Aufgabe A:
Beantworte diese drei Fragen zum Auszug, jede auf einer eigenen Zeile:
(i) Wie wählen manche Menschen ihre Worte aus?
(ii) Wer hat das Bilderbuch illustriert?
(iii) In welchem Jahr ist das Buch zum ersten Mal erschienen?
Aufgabe B:
Welche Namen von Personen und Verlagen kommen im Auszug vor? Zähl alle auf.
Aufgabe C:
Schreib aus dem Auszug die Stelle von „In einem Land, in“ bis „können Großes bewirken.“ genau ab.

Ausgewählter Auszug:

_ _ _ _ _ _ _

Die große Wörterfabrik

In einem Land, in dem Worte sehr kostbar sind…

…hat die Bedeutung ihrer Botschaft einen unschätzbaren Wert. In unserer Realität scheinen viele Menschen nicht sonderlich über die Wirkung ihrer Worte nachzudenken. Es gibt jene, die schmeißen mit Worten nur so um sich und es gibt solche, die ihre Worte mit Sorgfalt und Bedacht auswählen – denn Worte sind kostbar und können Großes bewirken.

Agnès de Lestrade (Autorin) und Valeria Docampo (Illustratorin) erschaffen in ihrem Bilderbuch »Die große Wörterfabrik«, welches erstmals 2010 durch den Mixtvision Verlag erschienen ist, eine Welt, in der sich die wenigsten Menschen schöne Worte leisten können.

_ _ _ _ _ _ _

Aufgeführte Einträge:
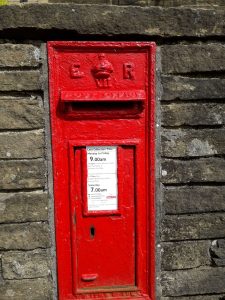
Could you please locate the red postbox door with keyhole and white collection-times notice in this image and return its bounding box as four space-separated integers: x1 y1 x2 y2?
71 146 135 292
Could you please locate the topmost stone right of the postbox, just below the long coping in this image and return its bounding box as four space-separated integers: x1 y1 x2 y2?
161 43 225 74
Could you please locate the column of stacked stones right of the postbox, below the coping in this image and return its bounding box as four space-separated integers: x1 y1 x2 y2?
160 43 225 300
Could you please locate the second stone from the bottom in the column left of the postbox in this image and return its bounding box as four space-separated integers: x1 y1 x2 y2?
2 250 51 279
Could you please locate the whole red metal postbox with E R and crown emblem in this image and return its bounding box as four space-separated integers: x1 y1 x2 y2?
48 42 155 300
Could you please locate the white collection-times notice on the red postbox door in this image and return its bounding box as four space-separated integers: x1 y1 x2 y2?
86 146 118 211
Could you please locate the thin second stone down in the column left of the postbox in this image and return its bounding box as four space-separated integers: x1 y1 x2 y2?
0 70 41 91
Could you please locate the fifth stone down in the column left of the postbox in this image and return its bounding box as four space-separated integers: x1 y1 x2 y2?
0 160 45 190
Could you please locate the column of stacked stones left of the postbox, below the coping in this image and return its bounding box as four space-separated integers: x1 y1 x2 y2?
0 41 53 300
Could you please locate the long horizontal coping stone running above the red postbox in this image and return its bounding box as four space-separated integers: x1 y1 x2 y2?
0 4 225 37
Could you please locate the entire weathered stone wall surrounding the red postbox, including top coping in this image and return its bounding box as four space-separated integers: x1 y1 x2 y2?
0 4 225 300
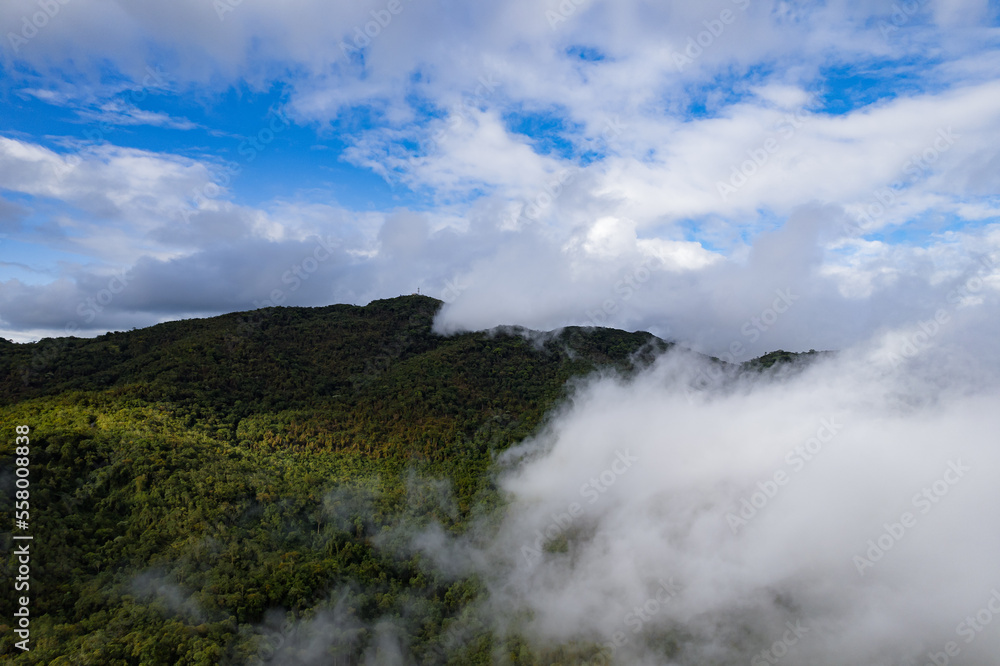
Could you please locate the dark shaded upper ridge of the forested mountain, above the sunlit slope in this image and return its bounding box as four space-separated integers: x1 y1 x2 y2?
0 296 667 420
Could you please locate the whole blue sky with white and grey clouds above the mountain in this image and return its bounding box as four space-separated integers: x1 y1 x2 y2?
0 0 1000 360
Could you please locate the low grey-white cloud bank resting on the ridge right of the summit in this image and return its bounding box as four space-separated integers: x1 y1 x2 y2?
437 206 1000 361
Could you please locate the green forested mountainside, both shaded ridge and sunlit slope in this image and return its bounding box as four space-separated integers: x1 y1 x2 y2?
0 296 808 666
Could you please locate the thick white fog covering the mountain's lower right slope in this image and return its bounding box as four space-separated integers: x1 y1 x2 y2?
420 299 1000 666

_ _ _ _ _ _ _

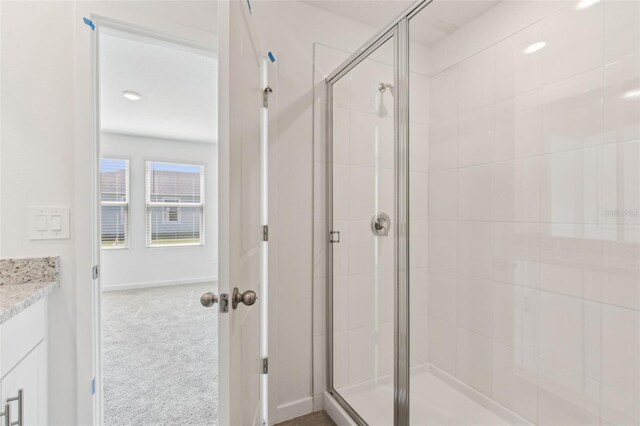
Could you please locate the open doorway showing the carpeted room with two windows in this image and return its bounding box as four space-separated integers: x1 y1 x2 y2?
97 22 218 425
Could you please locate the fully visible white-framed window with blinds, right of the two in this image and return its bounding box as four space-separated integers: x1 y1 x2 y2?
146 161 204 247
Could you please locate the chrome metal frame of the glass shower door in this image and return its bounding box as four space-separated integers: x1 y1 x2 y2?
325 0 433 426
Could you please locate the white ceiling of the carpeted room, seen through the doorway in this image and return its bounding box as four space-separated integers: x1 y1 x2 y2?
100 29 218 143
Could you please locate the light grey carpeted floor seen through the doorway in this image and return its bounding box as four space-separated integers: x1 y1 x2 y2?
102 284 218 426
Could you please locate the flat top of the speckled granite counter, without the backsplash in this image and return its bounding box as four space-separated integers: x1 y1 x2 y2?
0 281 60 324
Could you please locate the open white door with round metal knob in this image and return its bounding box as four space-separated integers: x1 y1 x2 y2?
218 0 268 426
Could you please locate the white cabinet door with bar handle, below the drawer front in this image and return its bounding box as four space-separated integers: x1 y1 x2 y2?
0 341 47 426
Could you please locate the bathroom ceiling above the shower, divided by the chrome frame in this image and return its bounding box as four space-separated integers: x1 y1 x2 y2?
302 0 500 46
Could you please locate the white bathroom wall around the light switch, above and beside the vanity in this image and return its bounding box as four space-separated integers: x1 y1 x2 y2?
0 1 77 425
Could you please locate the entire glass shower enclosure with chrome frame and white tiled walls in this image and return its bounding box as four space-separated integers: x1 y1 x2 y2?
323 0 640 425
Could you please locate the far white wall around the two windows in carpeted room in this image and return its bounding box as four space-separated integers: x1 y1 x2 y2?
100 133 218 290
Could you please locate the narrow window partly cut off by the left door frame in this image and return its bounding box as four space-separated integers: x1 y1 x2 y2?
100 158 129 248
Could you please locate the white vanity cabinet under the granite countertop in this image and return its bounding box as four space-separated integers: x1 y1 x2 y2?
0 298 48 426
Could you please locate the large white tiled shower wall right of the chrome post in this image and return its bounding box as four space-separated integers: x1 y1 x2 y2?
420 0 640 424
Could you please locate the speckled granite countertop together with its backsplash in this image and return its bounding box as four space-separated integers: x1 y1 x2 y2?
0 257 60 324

_ _ _ _ _ _ _

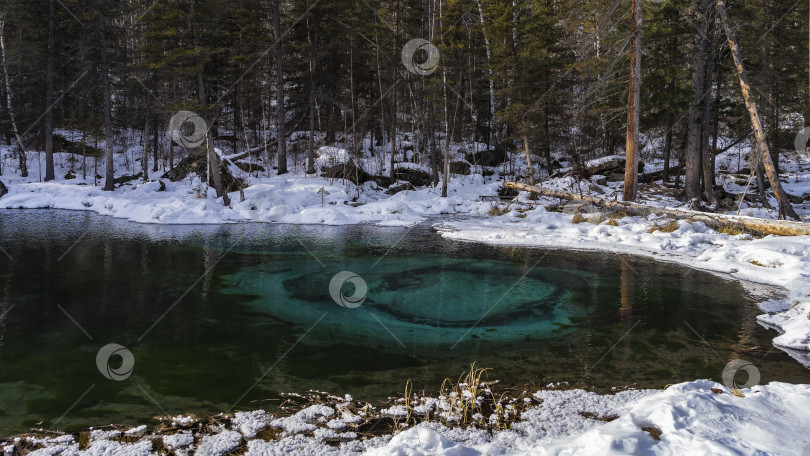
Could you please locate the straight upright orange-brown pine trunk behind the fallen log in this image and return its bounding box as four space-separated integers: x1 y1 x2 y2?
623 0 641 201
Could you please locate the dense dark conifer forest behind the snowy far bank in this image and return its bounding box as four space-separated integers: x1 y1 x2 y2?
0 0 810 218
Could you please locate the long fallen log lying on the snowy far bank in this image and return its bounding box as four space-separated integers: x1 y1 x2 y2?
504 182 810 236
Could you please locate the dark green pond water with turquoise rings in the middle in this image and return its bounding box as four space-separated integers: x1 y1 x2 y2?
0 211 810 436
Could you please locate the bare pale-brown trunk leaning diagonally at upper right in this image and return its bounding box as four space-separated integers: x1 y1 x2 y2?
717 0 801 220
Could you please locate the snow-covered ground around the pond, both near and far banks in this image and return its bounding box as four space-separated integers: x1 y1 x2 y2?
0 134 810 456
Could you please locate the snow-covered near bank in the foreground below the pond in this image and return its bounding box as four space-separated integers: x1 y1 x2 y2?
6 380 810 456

_ _ _ _ _ _ _

Erwartetes Ergebnis A:
(i) Mit Sorgfalt und Bedacht.
(ii) Valeria Docampo.
(iii) 2010.

Erwartetes Ergebnis B:
Agnès de Lestrade
Valeria Docampo
Mixtvision Verlag

Erwartetes Ergebnis C:
In einem Land, in dem Worte sehr kostbar sind…

…hat die Bedeutung ihrer Botschaft einen unschätzbaren Wert. In unserer Realität scheinen viele Menschen nicht sonderlich über die Wirkung ihrer Worte nachzudenken. Es gibt jene, die schmeißen mit Worten nur so um sich und es gibt solche, die ihre Worte mit Sorgfalt und Bedacht auswählen – denn Worte sind kostbar und können Großes bewirken.